>> begin Document passage

Brian lived far enough from Donna that he became a Riverside High School
student in Greer, SC, while Donna attended J.L. Mann High School in Greenville. With their future together a certainty, Brian
chose to transfer to J.L. Mann his senior year so they could spend as much time together as possible before attending separate
Donna was accepted to South Carolina College (the honors college of the University of South Carolina) while
Brian attended Spartanburg Methodist College. Through their freshman and sophomore years, they also attended Greenville Technical
College and Wofford College before they settled together at what was then called The University of South Carolina at Spartanburg.
In November of 1986, the couple discovered that if they became married, they would receive much of the financial aid required
to complete their degrees, and were wed in a small ceremony at Dove Tree on December 27th, 1986.
|Investing in the Future: Humble Beginnings
This was Donna's and Brian's second house, located in the Saxon/Una Mill Village on the West Side of Spartanburg.
Yes, as the second place they called home, this was an upgrade from their first house on Fairfax Street in the same
neighborhood. At the time, this Case Avenue house was so expensive for the young couple that they rented out one of the rooms
to another college student, and Brian rode a motorcycle year-round to work and to school to save from having to pay for car
insurance (let alone a car).
With Brian wishing to pursue a degree in Philosophy which was
not offered at USCS, they moved to Columbia, SC, in the Spring of 1987. Donna continued what would become a 15-year career
at Lowe's Home Center, and Brian started Sound Advice, a high-end stereo shop named after a column he wrote in his college
newspaper. The full-time work/part-time college formula proved a successful one on May 12th, 1990, when then President George
H. W. Bush (41) gave the commencement address to Brian and Donna's graduating class and the pair were loosed upon society
with degrees in Philosophy, Psychology and Sociology.

>> end Document passage
>> begin Recorded data

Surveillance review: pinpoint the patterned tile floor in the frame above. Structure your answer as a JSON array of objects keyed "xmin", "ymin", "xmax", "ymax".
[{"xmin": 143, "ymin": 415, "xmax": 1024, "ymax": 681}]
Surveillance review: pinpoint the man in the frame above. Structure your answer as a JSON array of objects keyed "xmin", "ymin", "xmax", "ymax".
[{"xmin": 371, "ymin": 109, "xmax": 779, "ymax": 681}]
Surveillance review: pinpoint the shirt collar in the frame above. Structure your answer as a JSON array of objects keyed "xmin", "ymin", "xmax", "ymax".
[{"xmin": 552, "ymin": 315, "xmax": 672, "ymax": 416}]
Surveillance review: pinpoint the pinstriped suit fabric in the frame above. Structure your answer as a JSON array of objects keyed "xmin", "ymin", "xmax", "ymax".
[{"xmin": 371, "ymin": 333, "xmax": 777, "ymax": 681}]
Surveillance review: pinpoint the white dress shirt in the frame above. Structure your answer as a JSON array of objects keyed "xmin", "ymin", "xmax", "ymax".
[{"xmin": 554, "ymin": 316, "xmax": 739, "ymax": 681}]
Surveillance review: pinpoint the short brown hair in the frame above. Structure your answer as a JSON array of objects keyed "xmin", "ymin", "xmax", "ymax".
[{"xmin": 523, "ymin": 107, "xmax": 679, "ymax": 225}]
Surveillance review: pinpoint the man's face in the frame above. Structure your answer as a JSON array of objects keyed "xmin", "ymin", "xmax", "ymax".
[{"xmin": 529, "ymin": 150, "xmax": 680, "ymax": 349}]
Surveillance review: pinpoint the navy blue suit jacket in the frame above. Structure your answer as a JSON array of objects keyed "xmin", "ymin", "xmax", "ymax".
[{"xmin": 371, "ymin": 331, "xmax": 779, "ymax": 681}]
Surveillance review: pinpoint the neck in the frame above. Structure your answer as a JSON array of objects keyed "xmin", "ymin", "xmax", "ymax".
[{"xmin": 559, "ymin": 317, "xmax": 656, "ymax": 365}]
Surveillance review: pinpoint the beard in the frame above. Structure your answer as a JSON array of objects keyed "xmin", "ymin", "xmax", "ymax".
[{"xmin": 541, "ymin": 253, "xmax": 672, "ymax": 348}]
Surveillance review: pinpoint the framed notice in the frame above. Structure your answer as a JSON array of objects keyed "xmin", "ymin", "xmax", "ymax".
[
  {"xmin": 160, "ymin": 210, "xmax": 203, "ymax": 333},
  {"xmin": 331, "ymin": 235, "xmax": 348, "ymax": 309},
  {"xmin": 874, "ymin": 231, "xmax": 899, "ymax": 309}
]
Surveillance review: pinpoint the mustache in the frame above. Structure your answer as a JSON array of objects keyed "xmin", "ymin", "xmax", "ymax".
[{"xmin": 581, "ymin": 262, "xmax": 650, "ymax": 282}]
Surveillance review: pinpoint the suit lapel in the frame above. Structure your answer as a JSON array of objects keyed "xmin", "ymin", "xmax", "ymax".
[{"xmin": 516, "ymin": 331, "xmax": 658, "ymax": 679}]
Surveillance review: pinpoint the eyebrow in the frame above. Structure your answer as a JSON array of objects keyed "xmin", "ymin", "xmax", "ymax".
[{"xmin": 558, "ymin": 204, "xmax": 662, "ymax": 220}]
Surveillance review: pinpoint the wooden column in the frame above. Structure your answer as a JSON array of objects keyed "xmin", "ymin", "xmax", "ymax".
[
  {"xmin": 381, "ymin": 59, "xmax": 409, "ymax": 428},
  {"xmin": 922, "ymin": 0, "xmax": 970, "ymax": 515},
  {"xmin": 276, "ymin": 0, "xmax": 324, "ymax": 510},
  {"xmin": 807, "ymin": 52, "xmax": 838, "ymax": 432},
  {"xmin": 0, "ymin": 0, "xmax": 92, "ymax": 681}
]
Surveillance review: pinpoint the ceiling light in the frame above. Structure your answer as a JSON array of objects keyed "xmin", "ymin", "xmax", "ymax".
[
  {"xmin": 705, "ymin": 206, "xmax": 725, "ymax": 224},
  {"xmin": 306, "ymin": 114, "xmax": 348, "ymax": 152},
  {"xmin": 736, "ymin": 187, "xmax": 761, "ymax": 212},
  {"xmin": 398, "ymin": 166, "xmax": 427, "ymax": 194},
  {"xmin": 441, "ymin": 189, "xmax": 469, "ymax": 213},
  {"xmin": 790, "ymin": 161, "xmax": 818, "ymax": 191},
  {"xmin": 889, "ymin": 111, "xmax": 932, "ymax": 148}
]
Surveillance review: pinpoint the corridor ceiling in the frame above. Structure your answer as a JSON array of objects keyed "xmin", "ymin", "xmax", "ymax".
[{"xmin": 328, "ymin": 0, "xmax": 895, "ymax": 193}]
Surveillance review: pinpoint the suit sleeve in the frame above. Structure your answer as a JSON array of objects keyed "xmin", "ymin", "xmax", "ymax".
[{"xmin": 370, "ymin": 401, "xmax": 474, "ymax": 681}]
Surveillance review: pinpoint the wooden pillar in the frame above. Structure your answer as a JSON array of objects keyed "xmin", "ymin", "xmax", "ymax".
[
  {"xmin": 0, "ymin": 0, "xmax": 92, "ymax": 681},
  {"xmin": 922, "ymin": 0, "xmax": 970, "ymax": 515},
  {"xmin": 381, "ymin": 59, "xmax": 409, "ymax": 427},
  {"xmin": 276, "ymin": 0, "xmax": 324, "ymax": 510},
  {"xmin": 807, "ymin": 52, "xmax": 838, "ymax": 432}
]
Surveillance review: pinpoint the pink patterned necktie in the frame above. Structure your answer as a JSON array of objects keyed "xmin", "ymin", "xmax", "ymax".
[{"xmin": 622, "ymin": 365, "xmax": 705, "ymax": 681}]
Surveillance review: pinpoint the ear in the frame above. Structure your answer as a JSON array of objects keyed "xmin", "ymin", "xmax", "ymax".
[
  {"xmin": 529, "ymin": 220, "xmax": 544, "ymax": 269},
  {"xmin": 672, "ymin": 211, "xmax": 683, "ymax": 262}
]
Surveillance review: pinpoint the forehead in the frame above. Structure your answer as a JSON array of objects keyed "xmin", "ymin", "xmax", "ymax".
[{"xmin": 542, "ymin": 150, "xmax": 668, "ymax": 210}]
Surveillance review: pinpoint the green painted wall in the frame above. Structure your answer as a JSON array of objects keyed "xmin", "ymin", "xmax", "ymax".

>> end Recorded data

Requirements:
**1.** In the passage about Brian and Donna, what did Brian start after they moved to Columbia, and what was it named after?
**2.** Translate this sentence from the passage about Brian and Donna into Spanish: "This was Donna's and Brian's second house, located in the Saxon/Una Mill Village on the West Side of Spartanburg."
**3.** Write what comes next in the passage about Brian and Donna, picking up after its final sentence.

Written responses:
**1.** Sound Advice, a high-end stereo shop named after a column he wrote in his college newspaper.

**2.** Esta fue la segunda casa de Donna y Brian, ubicada en el Saxon/Una Mill Village, en el lado oeste de Spartanburg.

**3.**
Their short-lived plans to move to Alaska after graduation were abruptly
changed when Brian got cold feet about having cold feet. On the recommendation of one of Donna's friends, the couple made
a brief reconnaissance run to the small Appalachian mountain hamlet of Galax, Virginia. Enchanted by the manicured lawns,
friendly people and beautiful vistas, they packed their belongings and moved there within a week of their first visit.
At first, the move to Galax was less than propitious. Donna had to accept a demotion from management to sales in order
to secure a job at the local Lowe's store, and Brian fared much worse. With no one in the small city of 6,000 willing to employ
an eager young philosopher, Brian fell back on his still formative knowledge of business and with his Macintosh computer,
set out his own shingle as a graphic designer. However, after a few months on his own, he sold his design firm to Wordsprint,
a regional commercial printing company, and joined their sales force. Within a year and a half, he had been promoted a number
of times and found himself accepting company ownership and the responsibilities of the retiring president.
At Wordsprint, Brian flourished as a member of a management team which consistently won top honors and management awards
from every national and international industry association to which it belonged. Ever willing to accept a new challenge, however,
Brian tendered a tear-filled resignation in the Summer of 1995 to Bill Gilmer, his dear friend and Wordsprint partner, and
left behind the best job he ever had to attempt to overcome the 70% attrition rate of new stockbrokers at the prominent super-regional
firm of Wheat First Butcher Singer. Before he had finished his apprenticeship, Brian had become licensed by the N.A.S.D. with
a series 7, 63 and 65, had been featured in the company newsletter, and provided financial commentary on WYVE, WHHV and other
radio stations. After also becoming a licensed Life and Health insurance agent, Brian was hired by Wheat First's home office
in Richmond, VA, to double as an instructor to intermediate financial consultants. All the while, Donna continued to climb
the ladder at Lowe's to become an Assistant Store Manager.
Galax had been very good to the Kuhens Family and in return, Brian and Donna served their community in many ways. They
both became active in the local Rotary Club, with each of them serving the positions of Director, Vice-President and President.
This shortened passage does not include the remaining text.